• Data to use:
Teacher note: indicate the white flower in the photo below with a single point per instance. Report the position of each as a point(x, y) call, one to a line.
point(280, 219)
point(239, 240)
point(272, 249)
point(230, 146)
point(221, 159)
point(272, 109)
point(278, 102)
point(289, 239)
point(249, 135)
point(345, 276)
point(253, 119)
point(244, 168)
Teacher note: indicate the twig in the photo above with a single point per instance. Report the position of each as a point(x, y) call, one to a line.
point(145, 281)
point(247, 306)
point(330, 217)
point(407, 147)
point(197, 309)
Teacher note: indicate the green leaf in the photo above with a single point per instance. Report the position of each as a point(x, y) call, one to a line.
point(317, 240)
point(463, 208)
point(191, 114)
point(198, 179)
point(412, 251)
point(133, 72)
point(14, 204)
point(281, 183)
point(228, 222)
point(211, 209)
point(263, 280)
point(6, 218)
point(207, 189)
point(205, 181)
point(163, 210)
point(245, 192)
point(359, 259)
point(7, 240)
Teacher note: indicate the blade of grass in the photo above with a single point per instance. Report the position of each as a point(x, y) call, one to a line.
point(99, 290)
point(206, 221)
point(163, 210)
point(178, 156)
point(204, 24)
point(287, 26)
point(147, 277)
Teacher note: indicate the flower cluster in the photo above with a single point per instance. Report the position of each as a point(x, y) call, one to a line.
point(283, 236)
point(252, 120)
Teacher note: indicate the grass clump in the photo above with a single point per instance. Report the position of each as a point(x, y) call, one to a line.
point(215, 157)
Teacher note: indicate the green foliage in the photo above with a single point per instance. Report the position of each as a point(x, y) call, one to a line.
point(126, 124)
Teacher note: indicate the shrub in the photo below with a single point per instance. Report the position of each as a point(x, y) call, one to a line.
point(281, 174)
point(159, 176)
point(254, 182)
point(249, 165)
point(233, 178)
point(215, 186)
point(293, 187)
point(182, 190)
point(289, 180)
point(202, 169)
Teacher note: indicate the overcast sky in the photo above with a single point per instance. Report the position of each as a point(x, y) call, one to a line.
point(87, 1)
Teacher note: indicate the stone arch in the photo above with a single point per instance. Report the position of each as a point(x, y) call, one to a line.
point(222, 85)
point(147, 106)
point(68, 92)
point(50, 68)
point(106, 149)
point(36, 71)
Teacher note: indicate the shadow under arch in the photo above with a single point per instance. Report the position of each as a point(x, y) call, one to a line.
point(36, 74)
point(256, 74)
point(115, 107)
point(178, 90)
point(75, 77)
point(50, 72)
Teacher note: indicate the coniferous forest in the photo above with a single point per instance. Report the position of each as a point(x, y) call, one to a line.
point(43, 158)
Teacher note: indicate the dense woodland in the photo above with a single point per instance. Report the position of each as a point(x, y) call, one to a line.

• The task:
Retyping every entry exactly is the whole of the task.

• Final answer:
Teacher note: indicate the white flower in the photo below with a single point per instance. Report the position of each as a point(x, y) call, one to a line.
point(280, 219)
point(239, 240)
point(272, 249)
point(230, 146)
point(221, 159)
point(272, 109)
point(278, 102)
point(289, 239)
point(249, 135)
point(345, 276)
point(253, 119)
point(244, 168)
Teacher note: indicate the twig in the photo above with a single point per instance. Report the position of each as a point(x, y) call, one to a line.
point(145, 281)
point(247, 306)
point(330, 217)
point(407, 147)
point(197, 309)
Teacher note: indicate the green leaf in the photo above with a single point per instance. Report the position of each as a point(x, y) call, one to a line.
point(317, 240)
point(463, 208)
point(191, 114)
point(198, 179)
point(412, 251)
point(133, 72)
point(14, 204)
point(281, 183)
point(228, 222)
point(211, 209)
point(263, 280)
point(6, 218)
point(207, 189)
point(205, 181)
point(163, 210)
point(245, 192)
point(359, 259)
point(7, 240)
Teacher note: indicate the blade of grass in the photo above with a single point per instance. Report the position of each as a point(x, y) call, one to a line.
point(99, 290)
point(206, 221)
point(163, 210)
point(178, 156)
point(204, 24)
point(287, 26)
point(147, 277)
Teacher note: indicate the flower cluster in the photo above with a single point per instance. Report the position of each as a point(x, y) call, one to a line.
point(283, 236)
point(252, 120)
Teacher note: indicate the grass clump in the photo above with a single point per instance. Report the position of each as a point(x, y) call, one to a line.
point(215, 157)
Teacher note: indicate the green foliage in the photo above with a single point per instance. Report the position of each as a point(x, y) call, one to a line.
point(126, 124)
Teacher note: indicate the shrub in the photo below with a single point per instance. Report the position of each as a point(x, y) call, one to a line.
point(281, 174)
point(159, 176)
point(254, 182)
point(249, 165)
point(233, 178)
point(215, 186)
point(293, 187)
point(182, 190)
point(289, 180)
point(202, 169)
Teacher note: indicate the overcast sky in the photo above with a single point per instance. Report the position of each as a point(x, y) call, one to a line.
point(87, 1)
Teacher note: indicate the stone arch in the photo above with a single point per instance. Report the position of each as a point(x, y) call, one to a line.
point(222, 85)
point(147, 106)
point(68, 92)
point(50, 68)
point(106, 149)
point(36, 71)
Teacher note: indicate the shadow under arch in the photo above with a single point per instance. Report the position of each as a point(x, y) call, one to a line.
point(36, 74)
point(256, 74)
point(115, 107)
point(178, 90)
point(75, 77)
point(50, 72)
Teacher note: indicate the coniferous forest in the photo above with a single point per instance. Report the position of each as a point(x, y) call, one to a line.
point(43, 158)
Teacher note: indicate the dense woodland in the photo above with a single point per instance. Report the position of each as a point(x, y) call, one to a line.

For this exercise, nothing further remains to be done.